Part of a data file
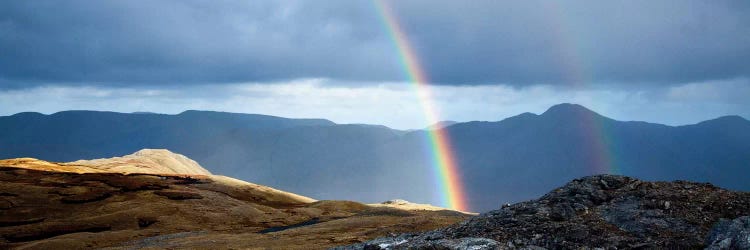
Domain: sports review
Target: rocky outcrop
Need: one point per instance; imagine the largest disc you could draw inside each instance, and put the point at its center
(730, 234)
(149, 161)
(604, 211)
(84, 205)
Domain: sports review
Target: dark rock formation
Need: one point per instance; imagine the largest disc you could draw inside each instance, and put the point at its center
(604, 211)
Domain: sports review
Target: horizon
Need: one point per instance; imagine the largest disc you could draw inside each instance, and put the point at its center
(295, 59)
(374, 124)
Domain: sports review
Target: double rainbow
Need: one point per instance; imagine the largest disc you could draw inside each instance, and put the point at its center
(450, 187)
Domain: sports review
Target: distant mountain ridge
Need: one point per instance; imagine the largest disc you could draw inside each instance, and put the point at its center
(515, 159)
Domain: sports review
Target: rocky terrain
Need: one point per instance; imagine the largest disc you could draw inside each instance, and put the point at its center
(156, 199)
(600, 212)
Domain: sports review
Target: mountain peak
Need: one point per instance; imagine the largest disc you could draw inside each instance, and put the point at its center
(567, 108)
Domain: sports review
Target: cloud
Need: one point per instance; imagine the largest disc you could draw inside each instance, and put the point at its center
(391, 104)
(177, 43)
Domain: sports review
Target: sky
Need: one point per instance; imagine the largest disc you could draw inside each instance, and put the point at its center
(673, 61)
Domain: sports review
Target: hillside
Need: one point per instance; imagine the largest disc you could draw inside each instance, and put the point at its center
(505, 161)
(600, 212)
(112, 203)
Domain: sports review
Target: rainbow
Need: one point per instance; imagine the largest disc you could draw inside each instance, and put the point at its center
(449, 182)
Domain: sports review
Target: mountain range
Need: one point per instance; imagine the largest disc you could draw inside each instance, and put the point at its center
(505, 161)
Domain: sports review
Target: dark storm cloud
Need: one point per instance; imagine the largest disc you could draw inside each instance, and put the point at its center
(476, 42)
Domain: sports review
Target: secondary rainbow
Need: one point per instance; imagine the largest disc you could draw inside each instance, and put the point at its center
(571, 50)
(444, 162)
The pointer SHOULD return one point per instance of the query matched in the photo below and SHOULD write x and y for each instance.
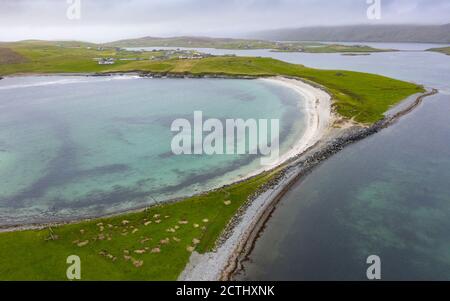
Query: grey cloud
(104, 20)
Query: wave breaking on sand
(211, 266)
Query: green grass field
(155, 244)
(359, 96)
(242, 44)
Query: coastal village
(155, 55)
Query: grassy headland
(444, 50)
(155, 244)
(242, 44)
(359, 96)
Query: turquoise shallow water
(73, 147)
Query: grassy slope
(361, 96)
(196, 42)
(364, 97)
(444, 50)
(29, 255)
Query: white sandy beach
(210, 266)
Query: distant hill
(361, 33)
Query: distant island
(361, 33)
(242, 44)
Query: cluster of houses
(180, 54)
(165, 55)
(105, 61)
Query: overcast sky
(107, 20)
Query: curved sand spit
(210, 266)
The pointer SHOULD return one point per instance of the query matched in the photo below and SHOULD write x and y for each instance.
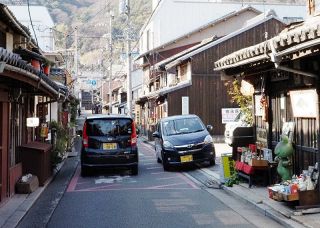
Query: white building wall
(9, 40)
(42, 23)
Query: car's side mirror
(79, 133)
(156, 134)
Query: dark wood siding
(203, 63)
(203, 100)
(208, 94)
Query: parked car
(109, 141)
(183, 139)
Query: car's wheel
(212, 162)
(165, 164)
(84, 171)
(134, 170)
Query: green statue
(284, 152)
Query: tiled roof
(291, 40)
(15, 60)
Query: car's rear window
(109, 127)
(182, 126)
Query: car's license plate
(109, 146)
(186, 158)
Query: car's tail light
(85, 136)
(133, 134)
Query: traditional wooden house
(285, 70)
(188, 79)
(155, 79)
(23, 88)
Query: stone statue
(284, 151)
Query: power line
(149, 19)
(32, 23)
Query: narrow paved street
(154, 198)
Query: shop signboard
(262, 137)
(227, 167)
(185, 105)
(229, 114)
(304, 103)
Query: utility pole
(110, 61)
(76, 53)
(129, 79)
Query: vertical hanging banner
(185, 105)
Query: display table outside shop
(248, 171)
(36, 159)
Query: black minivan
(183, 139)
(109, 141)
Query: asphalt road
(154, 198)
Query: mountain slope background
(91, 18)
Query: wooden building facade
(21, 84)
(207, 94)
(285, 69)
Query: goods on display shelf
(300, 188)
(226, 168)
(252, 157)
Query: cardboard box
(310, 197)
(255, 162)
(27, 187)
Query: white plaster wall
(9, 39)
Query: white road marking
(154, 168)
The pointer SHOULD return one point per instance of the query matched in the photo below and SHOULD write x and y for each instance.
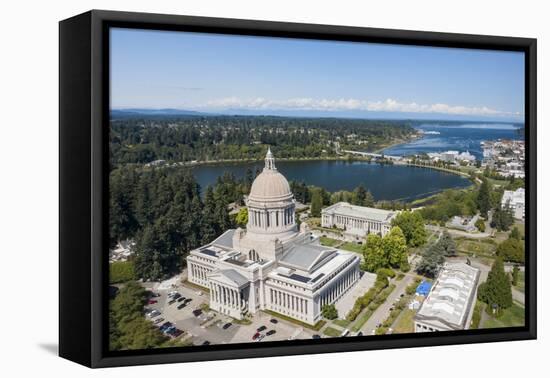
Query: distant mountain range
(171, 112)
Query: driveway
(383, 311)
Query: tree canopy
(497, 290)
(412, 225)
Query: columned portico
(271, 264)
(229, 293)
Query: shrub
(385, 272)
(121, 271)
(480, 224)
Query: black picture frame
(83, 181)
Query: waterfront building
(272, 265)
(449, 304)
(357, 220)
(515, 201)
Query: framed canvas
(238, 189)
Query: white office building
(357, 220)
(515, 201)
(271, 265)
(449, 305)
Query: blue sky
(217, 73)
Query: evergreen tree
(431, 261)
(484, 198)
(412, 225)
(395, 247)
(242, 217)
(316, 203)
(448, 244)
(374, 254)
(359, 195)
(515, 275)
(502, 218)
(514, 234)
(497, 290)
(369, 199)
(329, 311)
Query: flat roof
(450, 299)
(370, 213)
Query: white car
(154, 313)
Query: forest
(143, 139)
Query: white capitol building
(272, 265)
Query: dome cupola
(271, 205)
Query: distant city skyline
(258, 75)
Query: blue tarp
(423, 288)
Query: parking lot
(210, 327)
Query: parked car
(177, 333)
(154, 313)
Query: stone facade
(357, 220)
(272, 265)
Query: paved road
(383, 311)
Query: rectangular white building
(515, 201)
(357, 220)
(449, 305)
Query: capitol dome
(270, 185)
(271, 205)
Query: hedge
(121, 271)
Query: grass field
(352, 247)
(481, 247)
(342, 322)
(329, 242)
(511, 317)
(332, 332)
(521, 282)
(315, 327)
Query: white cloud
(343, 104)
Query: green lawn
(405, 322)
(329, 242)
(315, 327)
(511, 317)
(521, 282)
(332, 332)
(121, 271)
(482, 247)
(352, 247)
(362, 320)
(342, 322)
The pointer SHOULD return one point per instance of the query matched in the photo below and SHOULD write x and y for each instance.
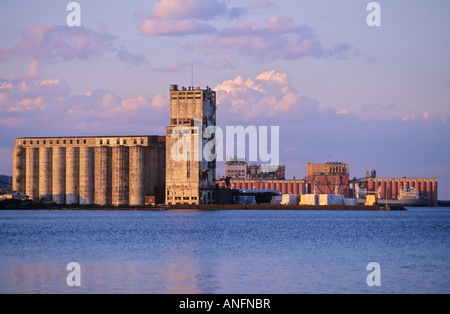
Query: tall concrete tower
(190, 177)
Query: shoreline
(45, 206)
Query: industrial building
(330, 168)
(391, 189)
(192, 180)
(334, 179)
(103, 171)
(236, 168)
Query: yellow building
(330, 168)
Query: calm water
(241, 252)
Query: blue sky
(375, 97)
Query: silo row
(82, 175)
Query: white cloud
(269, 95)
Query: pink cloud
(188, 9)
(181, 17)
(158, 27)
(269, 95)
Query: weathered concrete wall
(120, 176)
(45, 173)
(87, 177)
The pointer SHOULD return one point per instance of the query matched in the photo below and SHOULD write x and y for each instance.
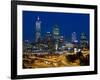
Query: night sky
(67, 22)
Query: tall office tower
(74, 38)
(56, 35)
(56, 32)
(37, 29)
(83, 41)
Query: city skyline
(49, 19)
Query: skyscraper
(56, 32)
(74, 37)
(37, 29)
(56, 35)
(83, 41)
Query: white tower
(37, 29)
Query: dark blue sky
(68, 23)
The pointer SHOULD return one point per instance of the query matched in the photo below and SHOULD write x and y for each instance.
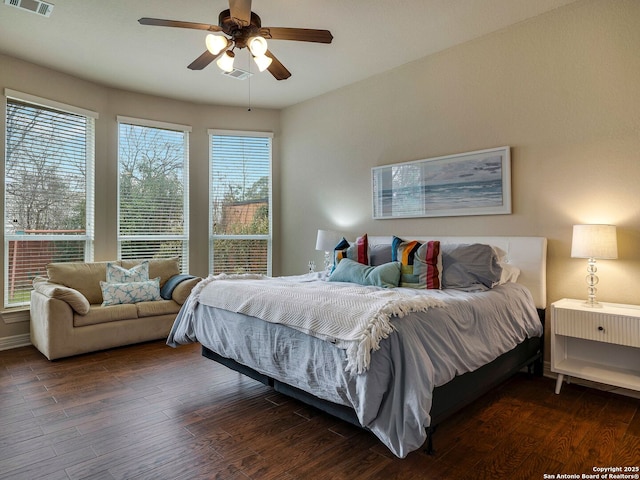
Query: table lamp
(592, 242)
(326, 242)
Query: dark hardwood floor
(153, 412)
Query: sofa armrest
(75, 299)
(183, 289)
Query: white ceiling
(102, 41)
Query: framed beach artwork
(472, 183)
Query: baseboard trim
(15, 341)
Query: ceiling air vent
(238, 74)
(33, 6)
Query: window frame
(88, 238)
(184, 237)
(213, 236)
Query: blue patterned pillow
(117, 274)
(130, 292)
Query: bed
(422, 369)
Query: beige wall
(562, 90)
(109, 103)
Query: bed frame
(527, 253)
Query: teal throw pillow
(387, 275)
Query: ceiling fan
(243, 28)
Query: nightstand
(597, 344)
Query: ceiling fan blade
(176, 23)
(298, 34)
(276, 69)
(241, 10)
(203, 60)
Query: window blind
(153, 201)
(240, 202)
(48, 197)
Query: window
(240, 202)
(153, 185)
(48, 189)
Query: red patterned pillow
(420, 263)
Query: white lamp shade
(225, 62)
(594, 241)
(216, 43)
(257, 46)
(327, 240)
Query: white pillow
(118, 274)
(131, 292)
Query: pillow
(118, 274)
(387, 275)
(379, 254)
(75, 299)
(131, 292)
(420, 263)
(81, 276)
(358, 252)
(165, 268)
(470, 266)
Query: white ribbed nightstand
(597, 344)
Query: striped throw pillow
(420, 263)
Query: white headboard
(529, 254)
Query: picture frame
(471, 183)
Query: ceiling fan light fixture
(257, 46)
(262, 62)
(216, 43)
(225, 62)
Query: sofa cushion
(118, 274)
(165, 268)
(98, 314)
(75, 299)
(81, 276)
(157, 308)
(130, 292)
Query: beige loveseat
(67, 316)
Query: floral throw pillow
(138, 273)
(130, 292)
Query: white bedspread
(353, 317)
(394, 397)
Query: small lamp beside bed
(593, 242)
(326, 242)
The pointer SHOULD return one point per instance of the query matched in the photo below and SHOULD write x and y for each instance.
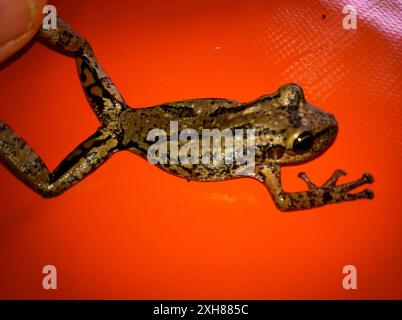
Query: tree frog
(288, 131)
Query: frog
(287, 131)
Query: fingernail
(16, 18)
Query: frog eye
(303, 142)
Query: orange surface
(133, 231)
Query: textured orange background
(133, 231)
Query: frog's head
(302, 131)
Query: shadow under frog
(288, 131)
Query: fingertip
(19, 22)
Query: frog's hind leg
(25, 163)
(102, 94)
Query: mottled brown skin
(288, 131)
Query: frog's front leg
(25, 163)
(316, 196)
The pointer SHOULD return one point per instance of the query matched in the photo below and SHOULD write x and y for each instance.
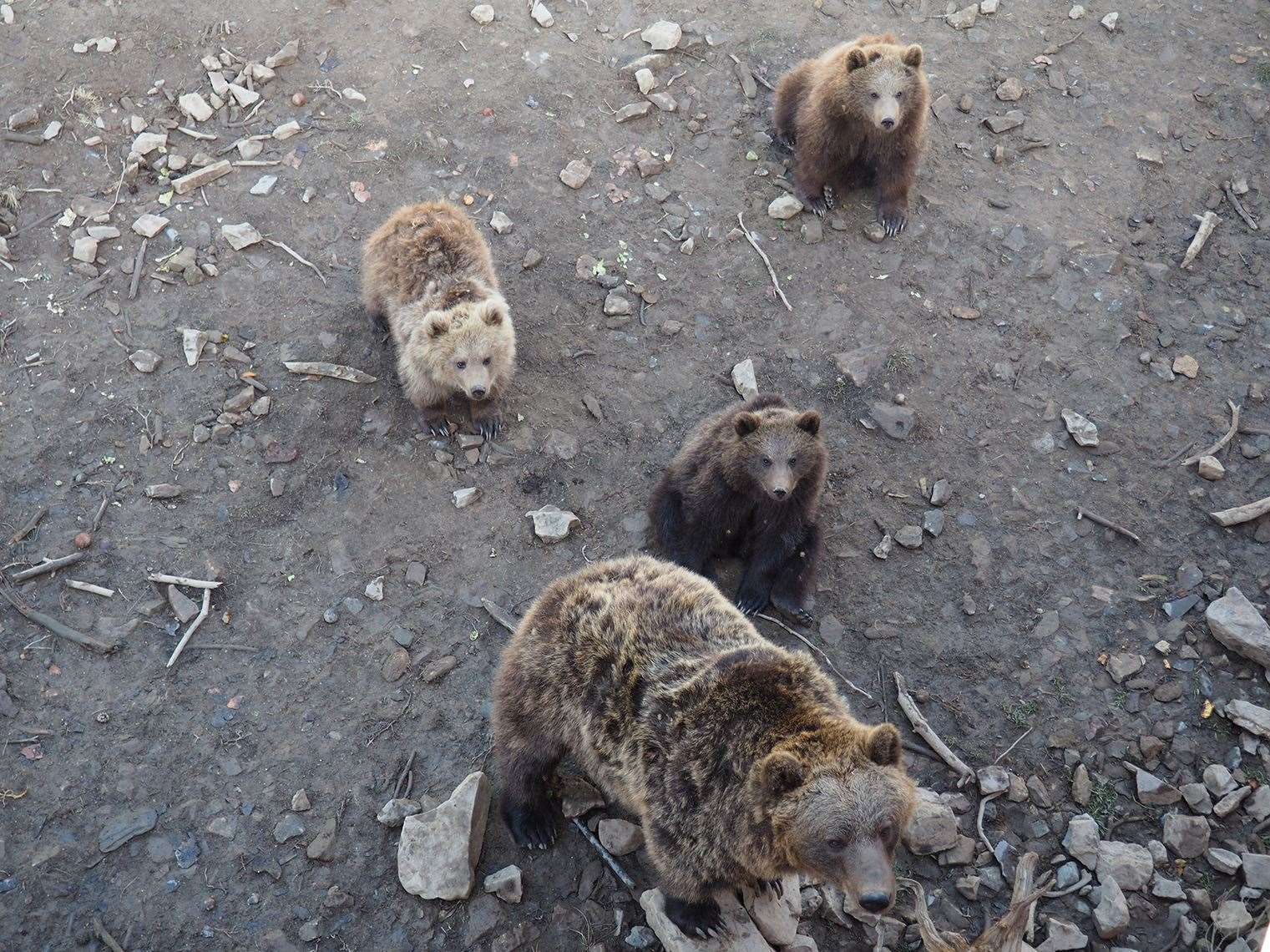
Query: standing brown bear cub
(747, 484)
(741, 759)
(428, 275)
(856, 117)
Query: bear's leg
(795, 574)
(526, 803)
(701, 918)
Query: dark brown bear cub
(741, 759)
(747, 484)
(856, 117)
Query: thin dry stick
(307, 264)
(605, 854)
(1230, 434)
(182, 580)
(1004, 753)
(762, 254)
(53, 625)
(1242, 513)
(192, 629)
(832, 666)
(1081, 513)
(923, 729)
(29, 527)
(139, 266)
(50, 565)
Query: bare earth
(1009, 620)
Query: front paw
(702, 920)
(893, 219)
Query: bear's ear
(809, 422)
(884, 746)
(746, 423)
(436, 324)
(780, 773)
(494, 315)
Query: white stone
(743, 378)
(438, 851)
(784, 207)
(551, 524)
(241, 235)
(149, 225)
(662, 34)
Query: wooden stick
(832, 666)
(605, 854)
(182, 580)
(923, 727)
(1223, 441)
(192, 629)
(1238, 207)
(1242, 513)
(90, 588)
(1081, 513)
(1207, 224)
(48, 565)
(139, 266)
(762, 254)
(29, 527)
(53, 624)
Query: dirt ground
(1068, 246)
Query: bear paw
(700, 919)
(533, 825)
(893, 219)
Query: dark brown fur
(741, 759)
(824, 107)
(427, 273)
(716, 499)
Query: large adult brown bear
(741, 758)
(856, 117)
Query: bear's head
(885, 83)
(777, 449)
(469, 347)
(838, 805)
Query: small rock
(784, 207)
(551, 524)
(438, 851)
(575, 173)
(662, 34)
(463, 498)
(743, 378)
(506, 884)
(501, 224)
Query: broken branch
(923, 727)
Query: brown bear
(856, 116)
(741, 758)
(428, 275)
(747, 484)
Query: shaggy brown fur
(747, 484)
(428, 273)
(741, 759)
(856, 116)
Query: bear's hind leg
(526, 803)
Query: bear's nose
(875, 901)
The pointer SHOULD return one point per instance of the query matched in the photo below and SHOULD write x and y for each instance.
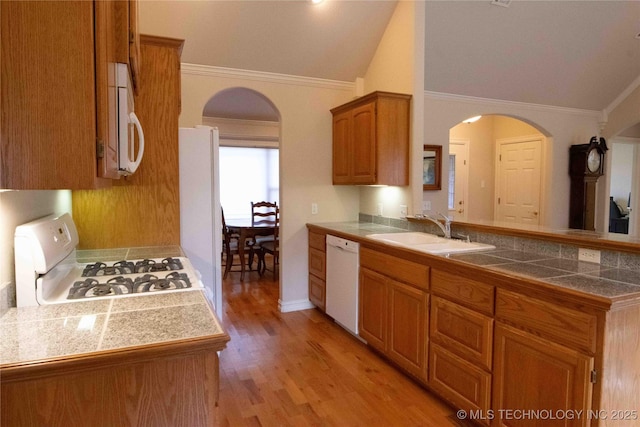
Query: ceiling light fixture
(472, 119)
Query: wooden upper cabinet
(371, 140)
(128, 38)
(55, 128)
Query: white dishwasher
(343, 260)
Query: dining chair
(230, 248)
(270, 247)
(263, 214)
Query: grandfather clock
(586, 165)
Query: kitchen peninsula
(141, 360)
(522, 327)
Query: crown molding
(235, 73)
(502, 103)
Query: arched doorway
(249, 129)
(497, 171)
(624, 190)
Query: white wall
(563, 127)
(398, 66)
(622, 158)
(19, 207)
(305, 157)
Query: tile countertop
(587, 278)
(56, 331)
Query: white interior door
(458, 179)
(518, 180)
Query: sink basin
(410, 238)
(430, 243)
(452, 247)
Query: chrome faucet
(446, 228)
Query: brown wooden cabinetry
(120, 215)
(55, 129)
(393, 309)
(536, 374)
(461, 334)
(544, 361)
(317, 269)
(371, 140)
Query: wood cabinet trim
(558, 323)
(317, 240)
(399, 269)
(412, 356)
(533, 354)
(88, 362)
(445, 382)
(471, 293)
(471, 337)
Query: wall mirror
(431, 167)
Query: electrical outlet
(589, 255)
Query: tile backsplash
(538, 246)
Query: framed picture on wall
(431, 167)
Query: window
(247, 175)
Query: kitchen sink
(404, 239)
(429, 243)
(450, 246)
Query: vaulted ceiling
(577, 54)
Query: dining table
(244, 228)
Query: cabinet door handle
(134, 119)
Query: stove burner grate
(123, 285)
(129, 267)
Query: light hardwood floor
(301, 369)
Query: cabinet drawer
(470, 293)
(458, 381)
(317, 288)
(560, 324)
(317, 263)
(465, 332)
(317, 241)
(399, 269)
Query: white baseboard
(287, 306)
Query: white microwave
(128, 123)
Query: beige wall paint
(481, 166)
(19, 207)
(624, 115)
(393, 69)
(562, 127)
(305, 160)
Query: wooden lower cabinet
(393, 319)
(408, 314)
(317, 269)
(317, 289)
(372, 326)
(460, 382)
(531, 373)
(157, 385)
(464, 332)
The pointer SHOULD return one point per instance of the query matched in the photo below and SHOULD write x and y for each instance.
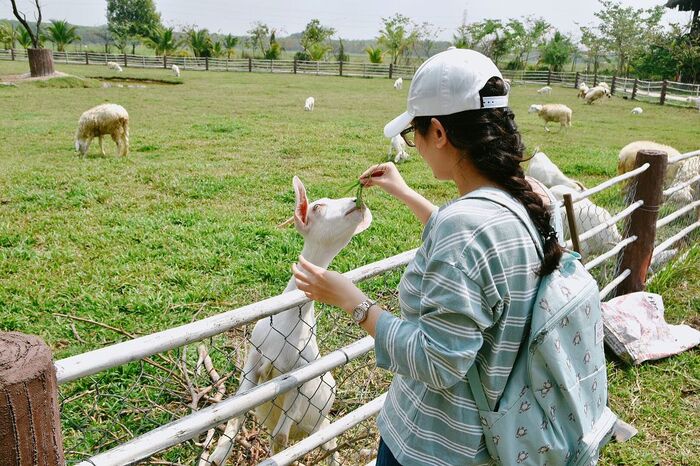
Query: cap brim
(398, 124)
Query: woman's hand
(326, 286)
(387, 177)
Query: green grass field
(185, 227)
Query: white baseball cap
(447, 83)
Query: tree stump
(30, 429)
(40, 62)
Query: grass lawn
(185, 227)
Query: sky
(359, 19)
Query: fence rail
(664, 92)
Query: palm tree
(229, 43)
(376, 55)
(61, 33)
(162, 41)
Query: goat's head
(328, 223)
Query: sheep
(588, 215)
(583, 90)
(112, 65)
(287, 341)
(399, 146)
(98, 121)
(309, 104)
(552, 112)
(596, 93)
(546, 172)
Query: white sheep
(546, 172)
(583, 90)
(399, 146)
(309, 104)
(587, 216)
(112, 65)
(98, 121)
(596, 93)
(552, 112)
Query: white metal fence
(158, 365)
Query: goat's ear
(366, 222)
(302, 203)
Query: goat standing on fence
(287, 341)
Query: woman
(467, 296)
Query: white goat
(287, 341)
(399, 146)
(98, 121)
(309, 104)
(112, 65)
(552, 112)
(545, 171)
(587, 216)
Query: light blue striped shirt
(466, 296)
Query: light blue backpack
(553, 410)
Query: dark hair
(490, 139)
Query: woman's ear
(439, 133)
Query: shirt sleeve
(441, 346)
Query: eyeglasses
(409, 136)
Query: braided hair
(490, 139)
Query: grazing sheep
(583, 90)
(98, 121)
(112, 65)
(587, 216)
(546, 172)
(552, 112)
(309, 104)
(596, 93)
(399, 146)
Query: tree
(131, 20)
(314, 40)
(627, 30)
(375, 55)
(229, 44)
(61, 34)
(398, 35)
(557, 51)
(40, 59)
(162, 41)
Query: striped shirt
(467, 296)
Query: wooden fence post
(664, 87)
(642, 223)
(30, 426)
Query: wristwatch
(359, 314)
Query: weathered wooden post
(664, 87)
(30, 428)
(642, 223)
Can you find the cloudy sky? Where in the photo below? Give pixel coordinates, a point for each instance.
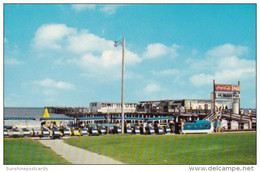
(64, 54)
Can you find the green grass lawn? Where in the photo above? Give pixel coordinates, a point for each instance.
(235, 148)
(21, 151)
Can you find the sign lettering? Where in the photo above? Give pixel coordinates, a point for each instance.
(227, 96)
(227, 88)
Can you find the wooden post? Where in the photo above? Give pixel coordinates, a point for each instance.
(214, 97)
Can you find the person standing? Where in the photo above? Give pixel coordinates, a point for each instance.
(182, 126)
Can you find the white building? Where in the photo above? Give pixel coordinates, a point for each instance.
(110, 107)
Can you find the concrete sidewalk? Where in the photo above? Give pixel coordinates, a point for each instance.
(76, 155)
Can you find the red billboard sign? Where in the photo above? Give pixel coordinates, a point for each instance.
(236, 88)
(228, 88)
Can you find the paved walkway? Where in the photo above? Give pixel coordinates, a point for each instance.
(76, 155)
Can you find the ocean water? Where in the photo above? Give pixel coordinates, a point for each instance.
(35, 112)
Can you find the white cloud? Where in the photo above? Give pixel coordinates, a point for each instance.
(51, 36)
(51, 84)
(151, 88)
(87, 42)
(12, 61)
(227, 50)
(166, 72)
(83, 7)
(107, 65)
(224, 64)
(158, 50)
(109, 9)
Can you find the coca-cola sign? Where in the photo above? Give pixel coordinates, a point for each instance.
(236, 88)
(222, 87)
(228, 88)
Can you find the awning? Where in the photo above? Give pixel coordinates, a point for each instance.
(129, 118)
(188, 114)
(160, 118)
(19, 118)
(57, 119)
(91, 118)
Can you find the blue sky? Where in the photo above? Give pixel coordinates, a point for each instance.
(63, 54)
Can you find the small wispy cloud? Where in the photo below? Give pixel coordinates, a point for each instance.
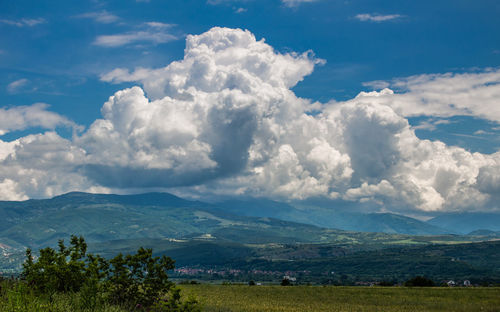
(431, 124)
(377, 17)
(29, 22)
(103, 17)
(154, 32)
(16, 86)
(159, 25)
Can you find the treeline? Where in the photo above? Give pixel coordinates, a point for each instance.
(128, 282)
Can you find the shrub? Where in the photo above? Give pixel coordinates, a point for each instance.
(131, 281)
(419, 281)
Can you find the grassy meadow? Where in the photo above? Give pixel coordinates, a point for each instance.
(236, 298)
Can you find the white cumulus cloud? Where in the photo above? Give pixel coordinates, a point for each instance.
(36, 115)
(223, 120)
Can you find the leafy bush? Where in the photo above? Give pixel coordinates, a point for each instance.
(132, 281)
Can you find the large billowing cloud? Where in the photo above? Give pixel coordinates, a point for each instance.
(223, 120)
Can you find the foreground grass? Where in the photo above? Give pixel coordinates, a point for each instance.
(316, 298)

▸ Aim: Repeat only the stretch of lines that opens with the line containing "Can you find the grassy" and closes with the final line of the entries, both included, exactly as written.

▸ Response for this exercise:
Can you find the grassy meadow? Where in the photo above? Give pixel coordinates, a point for each instance.
(236, 298)
Can you find the white cumulus cloud? Where in the photo above? Give pixel coordinates, a point for each instance.
(36, 115)
(223, 120)
Can you find the leafy bush? Where in the photo above? Give pixel coordinates, a point for each instance.
(132, 281)
Can you find the large billowing cloud? Where in the photo above? Give pixel coordinates, a point for each instance.
(223, 120)
Can you find the foreground grass? Where in the photo above? Give pixel coordinates, a point for each instance.
(316, 298)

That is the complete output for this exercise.